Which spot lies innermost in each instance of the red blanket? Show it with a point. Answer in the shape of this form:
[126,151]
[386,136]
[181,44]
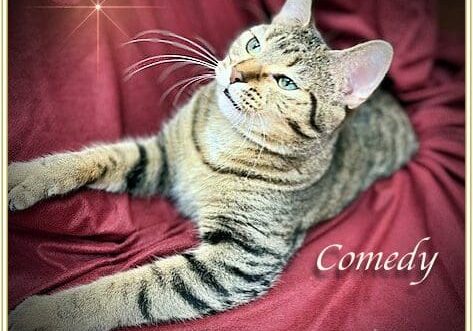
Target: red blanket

**Task to carry out**
Reproduce the material above line for line, without changing anything, but leave out the picture.

**Solution to this task**
Which spot lies innermost in each instance of the red blanket? Show it with a point. Answer in the shape of this form:
[126,151]
[386,136]
[181,44]
Target: red blanket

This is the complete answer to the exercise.